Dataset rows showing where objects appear
<<<<

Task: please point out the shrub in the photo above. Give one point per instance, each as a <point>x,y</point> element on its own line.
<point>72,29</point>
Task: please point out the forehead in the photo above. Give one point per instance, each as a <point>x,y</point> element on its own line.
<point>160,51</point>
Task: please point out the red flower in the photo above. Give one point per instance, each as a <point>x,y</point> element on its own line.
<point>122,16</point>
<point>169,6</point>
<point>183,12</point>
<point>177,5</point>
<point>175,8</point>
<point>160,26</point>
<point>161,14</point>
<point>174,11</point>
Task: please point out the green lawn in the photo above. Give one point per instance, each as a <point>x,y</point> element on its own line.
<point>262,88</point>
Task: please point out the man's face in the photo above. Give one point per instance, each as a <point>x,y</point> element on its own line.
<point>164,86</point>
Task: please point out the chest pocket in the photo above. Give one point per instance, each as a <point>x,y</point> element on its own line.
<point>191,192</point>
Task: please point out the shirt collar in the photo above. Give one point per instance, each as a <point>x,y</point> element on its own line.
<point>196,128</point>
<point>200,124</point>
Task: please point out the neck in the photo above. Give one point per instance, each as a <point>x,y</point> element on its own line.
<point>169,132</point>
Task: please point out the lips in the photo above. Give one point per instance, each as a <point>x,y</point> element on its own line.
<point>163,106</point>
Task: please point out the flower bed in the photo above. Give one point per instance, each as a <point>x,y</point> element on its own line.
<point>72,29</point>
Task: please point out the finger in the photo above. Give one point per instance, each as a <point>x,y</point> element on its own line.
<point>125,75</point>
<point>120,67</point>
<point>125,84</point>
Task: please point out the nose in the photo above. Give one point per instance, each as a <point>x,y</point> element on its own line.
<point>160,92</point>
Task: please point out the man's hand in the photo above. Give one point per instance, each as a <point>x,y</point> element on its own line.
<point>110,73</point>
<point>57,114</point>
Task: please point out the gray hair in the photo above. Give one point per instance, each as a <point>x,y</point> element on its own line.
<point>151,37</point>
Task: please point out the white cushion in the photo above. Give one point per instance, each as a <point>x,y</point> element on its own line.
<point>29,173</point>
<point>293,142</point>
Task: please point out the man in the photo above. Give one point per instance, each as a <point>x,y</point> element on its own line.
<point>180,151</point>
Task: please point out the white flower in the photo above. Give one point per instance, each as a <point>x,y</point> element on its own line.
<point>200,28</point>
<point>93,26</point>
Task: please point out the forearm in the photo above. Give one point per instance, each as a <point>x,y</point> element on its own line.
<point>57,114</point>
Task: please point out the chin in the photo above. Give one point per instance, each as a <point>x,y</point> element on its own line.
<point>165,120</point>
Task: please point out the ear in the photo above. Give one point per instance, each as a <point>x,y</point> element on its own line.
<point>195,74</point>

>>>>

TASK STATEMENT
Rewrite the stretch of lines from the first one through the line containing "<point>200,124</point>", requests included. Shift every x and y coordinate in the answers up by 115.

EXERCISE SOLUTION
Task: please point out the shrub in the photo above. Give one point per instance, each as a <point>x,y</point> element on its own line.
<point>187,144</point>
Task: please point out the forehead in the photo above. Give one point per instance, each as a <point>x,y</point> element on its own line.
<point>275,166</point>
Task: please point out the red flower in the photo above. Give one point per instance, each as a <point>x,y</point> element on its own line.
<point>237,131</point>
<point>284,121</point>
<point>298,127</point>
<point>292,120</point>
<point>290,123</point>
<point>275,141</point>
<point>276,129</point>
<point>289,126</point>
Task: please point out the green lawn in the photo above. Give one point per instance, each as a <point>x,y</point> element on its own line.
<point>377,203</point>
Task: please point out the man's face in the photo above. Give one point per instance, each as a <point>x,y</point> element on its own line.
<point>279,201</point>
Task: please point out the chest pocket in the photo above. Give one point per instance, each as a <point>x,y</point> element on its own line.
<point>306,307</point>
Task: please point out the shirt collar in the photo above. Give one point per instance, each as a <point>x,y</point> element on its own line.
<point>311,243</point>
<point>315,239</point>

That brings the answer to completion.